Problem requirements
Lines before the one containing "the ceiling vent." are excluded. Repeat that line and every line after it, exactly.

Listed records

[Begin]

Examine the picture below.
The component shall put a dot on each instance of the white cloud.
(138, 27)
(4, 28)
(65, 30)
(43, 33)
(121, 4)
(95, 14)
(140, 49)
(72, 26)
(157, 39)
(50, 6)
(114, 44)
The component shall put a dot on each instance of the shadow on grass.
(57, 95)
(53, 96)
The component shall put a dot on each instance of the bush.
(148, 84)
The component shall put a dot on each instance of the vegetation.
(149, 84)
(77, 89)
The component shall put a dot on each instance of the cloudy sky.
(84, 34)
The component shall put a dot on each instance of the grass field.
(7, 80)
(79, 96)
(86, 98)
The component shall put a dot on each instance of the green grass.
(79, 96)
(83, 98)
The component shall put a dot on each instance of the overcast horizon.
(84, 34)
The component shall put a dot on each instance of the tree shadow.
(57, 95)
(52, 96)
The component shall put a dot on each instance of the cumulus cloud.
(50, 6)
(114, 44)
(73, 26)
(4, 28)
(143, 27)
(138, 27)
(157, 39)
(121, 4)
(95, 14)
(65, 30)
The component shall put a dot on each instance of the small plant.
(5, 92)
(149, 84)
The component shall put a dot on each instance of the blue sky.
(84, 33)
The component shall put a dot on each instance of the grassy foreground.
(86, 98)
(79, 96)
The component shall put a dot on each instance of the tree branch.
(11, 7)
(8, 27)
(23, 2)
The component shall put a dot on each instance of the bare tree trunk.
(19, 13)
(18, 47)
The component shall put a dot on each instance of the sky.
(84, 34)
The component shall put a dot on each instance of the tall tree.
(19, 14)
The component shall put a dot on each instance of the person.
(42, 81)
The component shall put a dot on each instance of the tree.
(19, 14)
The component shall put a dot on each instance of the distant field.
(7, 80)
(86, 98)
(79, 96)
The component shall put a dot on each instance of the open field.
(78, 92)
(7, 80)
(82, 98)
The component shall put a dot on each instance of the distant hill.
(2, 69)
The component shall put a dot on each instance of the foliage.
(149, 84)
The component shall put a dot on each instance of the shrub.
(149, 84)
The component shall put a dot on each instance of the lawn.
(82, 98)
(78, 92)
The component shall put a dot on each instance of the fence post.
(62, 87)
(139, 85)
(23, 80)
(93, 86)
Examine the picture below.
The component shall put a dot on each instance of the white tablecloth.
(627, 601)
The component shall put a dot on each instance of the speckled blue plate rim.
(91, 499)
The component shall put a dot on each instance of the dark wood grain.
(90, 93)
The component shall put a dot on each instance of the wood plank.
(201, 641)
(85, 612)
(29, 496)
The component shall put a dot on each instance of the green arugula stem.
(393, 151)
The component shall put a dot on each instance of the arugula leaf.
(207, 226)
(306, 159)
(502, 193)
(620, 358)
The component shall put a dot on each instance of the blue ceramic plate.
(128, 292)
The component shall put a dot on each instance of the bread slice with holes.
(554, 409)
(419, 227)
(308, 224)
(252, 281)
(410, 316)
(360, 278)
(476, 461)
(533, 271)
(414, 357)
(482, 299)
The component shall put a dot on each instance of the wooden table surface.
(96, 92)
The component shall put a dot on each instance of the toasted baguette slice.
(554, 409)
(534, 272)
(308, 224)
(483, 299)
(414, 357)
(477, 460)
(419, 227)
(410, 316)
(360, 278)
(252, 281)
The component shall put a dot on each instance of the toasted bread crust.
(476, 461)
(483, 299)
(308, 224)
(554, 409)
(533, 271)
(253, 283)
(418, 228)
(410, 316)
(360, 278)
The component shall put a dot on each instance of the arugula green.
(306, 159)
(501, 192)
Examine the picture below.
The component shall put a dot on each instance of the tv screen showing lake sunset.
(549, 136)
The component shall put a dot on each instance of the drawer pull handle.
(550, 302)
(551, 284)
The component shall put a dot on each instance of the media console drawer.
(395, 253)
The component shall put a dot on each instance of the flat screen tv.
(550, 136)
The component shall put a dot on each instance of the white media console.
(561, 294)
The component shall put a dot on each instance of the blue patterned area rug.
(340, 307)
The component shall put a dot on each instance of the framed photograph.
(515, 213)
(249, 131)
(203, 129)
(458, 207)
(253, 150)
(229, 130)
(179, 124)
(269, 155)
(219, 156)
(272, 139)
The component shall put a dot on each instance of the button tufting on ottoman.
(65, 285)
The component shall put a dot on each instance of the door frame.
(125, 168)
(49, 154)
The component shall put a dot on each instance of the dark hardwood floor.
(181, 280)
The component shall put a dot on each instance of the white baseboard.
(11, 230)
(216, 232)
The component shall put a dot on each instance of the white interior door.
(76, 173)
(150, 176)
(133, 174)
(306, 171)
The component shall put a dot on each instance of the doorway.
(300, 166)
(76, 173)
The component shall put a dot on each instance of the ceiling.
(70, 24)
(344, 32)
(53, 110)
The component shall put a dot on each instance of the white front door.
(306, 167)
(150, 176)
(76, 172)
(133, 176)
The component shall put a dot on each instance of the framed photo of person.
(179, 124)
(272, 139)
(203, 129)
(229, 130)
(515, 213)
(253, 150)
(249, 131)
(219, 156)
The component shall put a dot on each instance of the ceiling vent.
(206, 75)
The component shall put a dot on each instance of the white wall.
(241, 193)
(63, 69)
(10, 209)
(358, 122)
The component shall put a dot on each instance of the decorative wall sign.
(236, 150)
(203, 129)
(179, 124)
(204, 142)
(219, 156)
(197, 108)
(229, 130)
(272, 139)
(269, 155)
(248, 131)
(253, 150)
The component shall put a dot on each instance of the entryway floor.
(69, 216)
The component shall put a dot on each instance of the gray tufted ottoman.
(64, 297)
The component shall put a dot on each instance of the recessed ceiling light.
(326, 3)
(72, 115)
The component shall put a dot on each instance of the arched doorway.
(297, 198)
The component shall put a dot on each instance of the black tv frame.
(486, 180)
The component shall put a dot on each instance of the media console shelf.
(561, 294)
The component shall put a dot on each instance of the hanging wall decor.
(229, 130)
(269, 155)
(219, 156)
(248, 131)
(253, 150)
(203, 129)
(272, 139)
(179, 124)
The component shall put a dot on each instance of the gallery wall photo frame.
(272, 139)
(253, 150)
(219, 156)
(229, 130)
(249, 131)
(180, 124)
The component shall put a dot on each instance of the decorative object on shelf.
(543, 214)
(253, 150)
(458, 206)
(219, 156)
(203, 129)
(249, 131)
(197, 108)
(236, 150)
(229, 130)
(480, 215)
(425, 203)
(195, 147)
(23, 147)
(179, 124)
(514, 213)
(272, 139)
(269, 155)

[End]

Task response
The component shall put a dot on each instance of the ceiling vent.
(206, 75)
The component shall put a dot on each instance of the white wall.
(241, 193)
(63, 69)
(10, 209)
(358, 122)
The component shall put a dot on each instance of the decorative wall sign.
(236, 150)
(203, 129)
(179, 124)
(204, 142)
(219, 156)
(197, 108)
(229, 130)
(272, 139)
(269, 155)
(248, 131)
(253, 150)
The component shall put a dot on each instance of the entryway floor.
(69, 216)
The component shall put a dot on each instance of the gray tufted ottoman.
(64, 297)
The component shall put a dot on each instance of the recessed ceiling light.
(326, 3)
(72, 115)
The component shall put a dot on each instance of the arched doorway.
(297, 198)
The component shall put a dot on each instance of the black tv frame.
(486, 180)
The component shall put a dot on each instance of the media console shelf.
(561, 294)
The component shall put a dot on each instance of the hanging wall decor.
(229, 130)
(269, 155)
(219, 156)
(248, 131)
(253, 150)
(203, 129)
(272, 139)
(179, 124)
The component shall put a dot on each instance of the gallery wall photo frame.
(272, 139)
(253, 150)
(219, 156)
(229, 130)
(249, 131)
(180, 124)
The component shall put a dot on each instance of the decorative object on shelf.
(543, 214)
(253, 150)
(458, 206)
(219, 156)
(203, 129)
(249, 131)
(197, 108)
(236, 150)
(229, 130)
(480, 215)
(425, 203)
(195, 147)
(23, 147)
(179, 124)
(514, 213)
(272, 139)
(269, 155)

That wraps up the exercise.